**Given exercise**
Reproduce word for word the passage of the cat vacation thread that begins at the words "Yes and No..." and stops after "couldn't find him.".

**Source extract**
+--

# Do cats miss their owners when they go on vacation?



## Krista2882 (Jan 26, 2012)

I'm leaving for a week and I'm going to miss my cat, but I'm afraid that he will think I abandoned him. I went away once before but it was only for 4 days. this time it will be 6 days and my friend is house-sitting. So will he see her and think I'm not coming back? Or do cats not even think that way? This is making me sad.


Sent from Petguide.com Free App


----------



## cat owner again (Dec 14, 2012)

I had a house sitter for 3 nights and it seemed to go well. When I returned my cats seemed the same. They are a little jittery anyway but all back to normal within a 24 hour period. I think it must help to have someone stay at the house. Have your friend send you photos while you are away and it helps our missing them.


----------



## tezster (Jun 4, 2013)

Yes and No... I just posted on the cat-boarding vs. pet-sitting thread.

Very long story short: My cat Newt was perfectly fine. Newton, however, hid for a day and a half. An exasperating experience for both myself and the pet-sitter when she couldn't find him.

Both cats were extra snuggly and purry when I came home.


----------



## CatMonkeys (Sep 27, 2012)

I went away for a week at the beginning of the summer, and the longest I had left my cats before that was just overnight. I had someone come by to feed the cats twice a day, and they were home alone otherwise. They seemed happy to see me when I came home and did not seem distressed or anything- just glad to see me. I spent the week missing them and worrying, but I don't know if they experienced any difference in me being away for the week vs. being at work for the day. Try not to worry too much and enjoy your vacation  And definitely have your friend send you picture updates- that helps a lot!


----------



## 10cats2dogs (Jun 16, 2013)

Krista, if your cat knows your friend, there shouldn't be any problems!

+--

**Extracted records**
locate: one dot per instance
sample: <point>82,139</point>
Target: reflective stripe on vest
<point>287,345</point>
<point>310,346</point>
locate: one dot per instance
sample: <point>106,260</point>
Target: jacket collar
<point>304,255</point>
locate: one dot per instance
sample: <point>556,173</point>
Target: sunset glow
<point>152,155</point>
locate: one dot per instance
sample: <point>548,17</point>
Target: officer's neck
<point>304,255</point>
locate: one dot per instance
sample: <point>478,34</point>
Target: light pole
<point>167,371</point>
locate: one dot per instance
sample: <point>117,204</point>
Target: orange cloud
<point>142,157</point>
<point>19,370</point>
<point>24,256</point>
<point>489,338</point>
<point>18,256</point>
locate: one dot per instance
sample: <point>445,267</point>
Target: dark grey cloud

+--

**Complete output**
Yes and No... I just posted on the cat-boarding vs. pet-sitting thread.

Very long story short: My cat Newt was perfectly fine. Newton, however, hid for a day and a half. An exasperating experience for both myself and the pet-sitter when she couldn't find him.